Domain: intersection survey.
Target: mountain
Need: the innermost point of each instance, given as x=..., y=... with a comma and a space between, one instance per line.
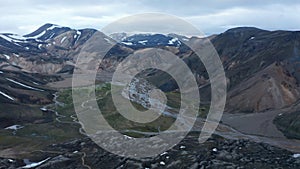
x=150, y=40
x=261, y=67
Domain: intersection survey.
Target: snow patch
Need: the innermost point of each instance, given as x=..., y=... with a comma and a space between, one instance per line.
x=296, y=155
x=32, y=165
x=172, y=41
x=14, y=127
x=21, y=84
x=63, y=39
x=7, y=57
x=162, y=163
x=127, y=43
x=143, y=42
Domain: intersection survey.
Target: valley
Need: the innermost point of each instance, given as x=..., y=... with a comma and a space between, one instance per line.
x=40, y=128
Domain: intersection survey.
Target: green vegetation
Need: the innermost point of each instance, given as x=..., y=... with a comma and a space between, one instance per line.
x=289, y=124
x=44, y=128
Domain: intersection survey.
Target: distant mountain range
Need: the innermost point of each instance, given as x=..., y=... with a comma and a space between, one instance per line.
x=262, y=67
x=263, y=79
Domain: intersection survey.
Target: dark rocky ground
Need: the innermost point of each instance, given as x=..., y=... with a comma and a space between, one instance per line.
x=214, y=153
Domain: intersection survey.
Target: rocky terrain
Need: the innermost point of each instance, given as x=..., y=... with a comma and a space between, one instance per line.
x=262, y=71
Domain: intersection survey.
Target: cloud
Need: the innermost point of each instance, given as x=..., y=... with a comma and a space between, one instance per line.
x=212, y=16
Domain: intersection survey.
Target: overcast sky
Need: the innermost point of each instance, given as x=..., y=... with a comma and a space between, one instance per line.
x=209, y=16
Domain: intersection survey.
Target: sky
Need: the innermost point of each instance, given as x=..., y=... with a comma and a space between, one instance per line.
x=209, y=16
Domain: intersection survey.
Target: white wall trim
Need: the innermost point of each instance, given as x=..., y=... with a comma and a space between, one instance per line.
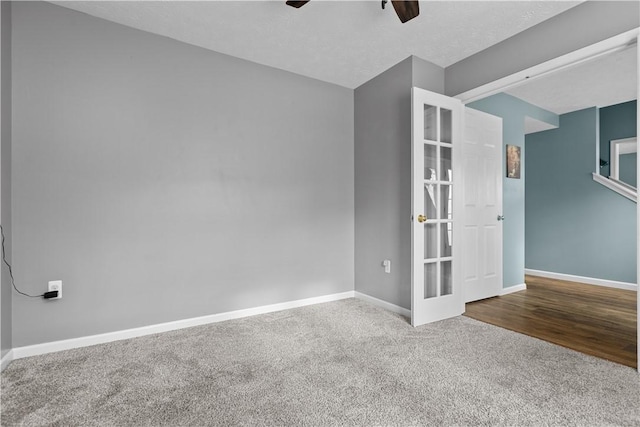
x=588, y=280
x=384, y=304
x=512, y=289
x=604, y=47
x=8, y=358
x=617, y=186
x=51, y=347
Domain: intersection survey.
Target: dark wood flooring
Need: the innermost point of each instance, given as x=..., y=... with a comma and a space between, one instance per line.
x=595, y=320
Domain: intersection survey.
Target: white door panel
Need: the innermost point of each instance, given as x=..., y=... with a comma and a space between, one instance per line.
x=436, y=291
x=482, y=194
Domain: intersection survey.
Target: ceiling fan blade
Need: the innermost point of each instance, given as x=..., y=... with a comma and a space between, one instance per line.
x=296, y=4
x=406, y=10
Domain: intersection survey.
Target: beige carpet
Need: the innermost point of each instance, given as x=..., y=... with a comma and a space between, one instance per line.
x=340, y=363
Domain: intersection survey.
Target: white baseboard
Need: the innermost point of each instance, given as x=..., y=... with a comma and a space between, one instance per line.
x=384, y=304
x=512, y=289
x=588, y=280
x=51, y=347
x=8, y=358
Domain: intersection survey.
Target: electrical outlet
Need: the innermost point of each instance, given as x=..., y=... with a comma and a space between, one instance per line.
x=387, y=265
x=56, y=285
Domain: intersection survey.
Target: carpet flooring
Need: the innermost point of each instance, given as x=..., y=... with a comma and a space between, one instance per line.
x=339, y=363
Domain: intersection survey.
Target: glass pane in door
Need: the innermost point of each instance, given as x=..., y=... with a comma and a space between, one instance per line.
x=446, y=202
x=430, y=241
x=430, y=280
x=446, y=278
x=446, y=239
x=430, y=162
x=446, y=174
x=430, y=200
x=430, y=122
x=445, y=125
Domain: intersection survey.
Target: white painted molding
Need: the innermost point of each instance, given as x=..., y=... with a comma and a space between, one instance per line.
x=8, y=358
x=618, y=147
x=384, y=304
x=512, y=289
x=613, y=44
x=580, y=279
x=617, y=186
x=51, y=347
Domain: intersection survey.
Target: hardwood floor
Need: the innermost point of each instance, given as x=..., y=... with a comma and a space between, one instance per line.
x=596, y=320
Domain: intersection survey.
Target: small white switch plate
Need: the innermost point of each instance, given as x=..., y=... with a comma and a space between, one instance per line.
x=56, y=285
x=387, y=265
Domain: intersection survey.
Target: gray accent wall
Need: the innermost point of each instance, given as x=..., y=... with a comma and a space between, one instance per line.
x=575, y=225
x=383, y=178
x=5, y=174
x=513, y=112
x=583, y=25
x=160, y=181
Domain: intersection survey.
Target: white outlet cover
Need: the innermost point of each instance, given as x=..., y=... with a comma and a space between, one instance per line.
x=56, y=285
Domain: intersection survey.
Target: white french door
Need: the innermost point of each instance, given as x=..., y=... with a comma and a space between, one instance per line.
x=436, y=293
x=481, y=193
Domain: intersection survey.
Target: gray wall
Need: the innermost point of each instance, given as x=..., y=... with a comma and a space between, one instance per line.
x=383, y=178
x=5, y=173
x=161, y=181
x=513, y=112
x=578, y=27
x=575, y=225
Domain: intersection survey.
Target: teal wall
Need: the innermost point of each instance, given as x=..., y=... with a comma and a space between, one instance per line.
x=616, y=122
x=575, y=225
x=513, y=112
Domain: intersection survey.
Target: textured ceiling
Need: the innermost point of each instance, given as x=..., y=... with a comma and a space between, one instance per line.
x=605, y=81
x=342, y=42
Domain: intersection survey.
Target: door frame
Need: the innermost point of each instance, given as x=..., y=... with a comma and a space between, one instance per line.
x=604, y=47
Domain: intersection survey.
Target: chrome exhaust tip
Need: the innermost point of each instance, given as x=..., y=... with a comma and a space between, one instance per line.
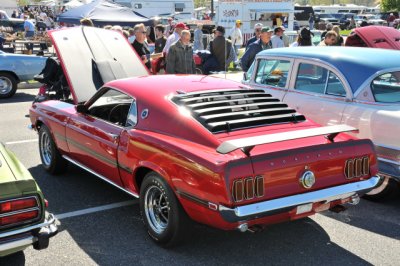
x=354, y=200
x=243, y=227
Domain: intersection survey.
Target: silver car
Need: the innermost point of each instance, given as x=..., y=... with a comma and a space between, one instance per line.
x=16, y=68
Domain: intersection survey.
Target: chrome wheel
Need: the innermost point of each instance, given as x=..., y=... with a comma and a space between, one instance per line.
x=156, y=208
x=6, y=85
x=46, y=148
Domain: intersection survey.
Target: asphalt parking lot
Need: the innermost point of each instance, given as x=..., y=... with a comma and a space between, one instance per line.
x=101, y=225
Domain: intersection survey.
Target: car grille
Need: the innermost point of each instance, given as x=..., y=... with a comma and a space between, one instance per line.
x=229, y=110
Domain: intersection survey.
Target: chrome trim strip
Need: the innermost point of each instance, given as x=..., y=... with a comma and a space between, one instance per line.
x=50, y=220
x=18, y=243
x=231, y=145
x=268, y=207
x=99, y=176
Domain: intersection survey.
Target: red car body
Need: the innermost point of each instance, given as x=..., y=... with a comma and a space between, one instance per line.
x=375, y=37
x=232, y=157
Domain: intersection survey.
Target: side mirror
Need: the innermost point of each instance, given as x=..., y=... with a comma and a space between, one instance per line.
x=81, y=108
x=245, y=78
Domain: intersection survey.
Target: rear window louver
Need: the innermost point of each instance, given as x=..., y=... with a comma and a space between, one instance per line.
x=229, y=110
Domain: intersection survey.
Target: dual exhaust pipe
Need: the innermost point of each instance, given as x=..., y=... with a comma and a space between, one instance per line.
x=354, y=200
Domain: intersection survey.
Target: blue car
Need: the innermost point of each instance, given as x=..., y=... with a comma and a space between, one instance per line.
x=16, y=68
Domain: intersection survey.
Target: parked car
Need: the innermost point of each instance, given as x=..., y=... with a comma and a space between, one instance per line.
x=16, y=68
x=316, y=36
x=375, y=37
x=23, y=217
x=340, y=85
x=193, y=146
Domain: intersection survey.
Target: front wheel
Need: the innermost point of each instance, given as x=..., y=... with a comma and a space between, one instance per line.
x=162, y=214
x=8, y=85
x=51, y=158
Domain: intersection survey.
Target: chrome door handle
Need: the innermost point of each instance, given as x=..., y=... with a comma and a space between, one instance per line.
x=113, y=136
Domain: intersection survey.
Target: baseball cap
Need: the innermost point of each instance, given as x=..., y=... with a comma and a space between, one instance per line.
x=181, y=25
x=258, y=26
x=266, y=29
x=220, y=29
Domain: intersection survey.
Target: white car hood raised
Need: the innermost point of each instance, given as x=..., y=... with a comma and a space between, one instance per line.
x=92, y=56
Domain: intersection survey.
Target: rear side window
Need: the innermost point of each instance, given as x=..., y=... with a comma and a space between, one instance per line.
x=318, y=79
x=386, y=87
x=273, y=72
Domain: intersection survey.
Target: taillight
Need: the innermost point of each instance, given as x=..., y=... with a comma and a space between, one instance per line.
x=17, y=211
x=357, y=167
x=248, y=188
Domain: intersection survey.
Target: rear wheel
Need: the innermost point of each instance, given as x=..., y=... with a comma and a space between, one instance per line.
x=51, y=158
x=8, y=85
x=389, y=187
x=162, y=214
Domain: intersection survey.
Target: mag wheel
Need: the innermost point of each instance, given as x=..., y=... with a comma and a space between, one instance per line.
x=8, y=85
x=162, y=214
x=51, y=158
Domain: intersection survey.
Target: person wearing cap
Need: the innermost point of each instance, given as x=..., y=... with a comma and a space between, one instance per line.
x=180, y=56
x=236, y=36
x=330, y=39
x=140, y=45
x=173, y=38
x=262, y=44
x=276, y=39
x=222, y=49
x=329, y=27
x=304, y=38
x=257, y=33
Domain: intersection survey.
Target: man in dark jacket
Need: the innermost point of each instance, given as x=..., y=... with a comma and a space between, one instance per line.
x=180, y=56
x=222, y=49
x=257, y=33
x=263, y=43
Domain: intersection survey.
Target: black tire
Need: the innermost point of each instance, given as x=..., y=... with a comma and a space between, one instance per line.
x=51, y=158
x=8, y=85
x=389, y=188
x=166, y=227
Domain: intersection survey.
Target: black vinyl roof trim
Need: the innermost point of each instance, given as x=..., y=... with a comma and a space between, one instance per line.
x=235, y=109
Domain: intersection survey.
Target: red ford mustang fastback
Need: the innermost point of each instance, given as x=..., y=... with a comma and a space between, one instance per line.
x=193, y=147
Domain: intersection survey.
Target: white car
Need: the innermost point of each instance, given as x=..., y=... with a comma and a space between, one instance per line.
x=340, y=85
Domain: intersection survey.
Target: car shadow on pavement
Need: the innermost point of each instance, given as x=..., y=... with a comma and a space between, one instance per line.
x=118, y=236
x=124, y=241
x=379, y=217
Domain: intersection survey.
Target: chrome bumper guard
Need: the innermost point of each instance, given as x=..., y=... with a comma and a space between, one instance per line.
x=40, y=240
x=261, y=209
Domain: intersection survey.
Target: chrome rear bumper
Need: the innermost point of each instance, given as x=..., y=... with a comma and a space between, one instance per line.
x=265, y=208
x=20, y=238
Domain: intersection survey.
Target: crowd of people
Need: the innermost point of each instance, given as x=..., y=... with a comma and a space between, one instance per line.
x=174, y=46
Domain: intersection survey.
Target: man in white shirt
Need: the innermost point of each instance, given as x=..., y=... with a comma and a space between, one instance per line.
x=276, y=40
x=173, y=38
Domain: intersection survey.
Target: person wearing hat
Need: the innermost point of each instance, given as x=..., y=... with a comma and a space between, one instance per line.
x=329, y=27
x=236, y=36
x=173, y=38
x=262, y=44
x=221, y=49
x=257, y=33
x=180, y=56
x=276, y=39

====

### Work order
Go through the entries above and copy out every line that includes the word "flooring".

### Output for this task
Target: dark wood flooring
Target: carpet flooring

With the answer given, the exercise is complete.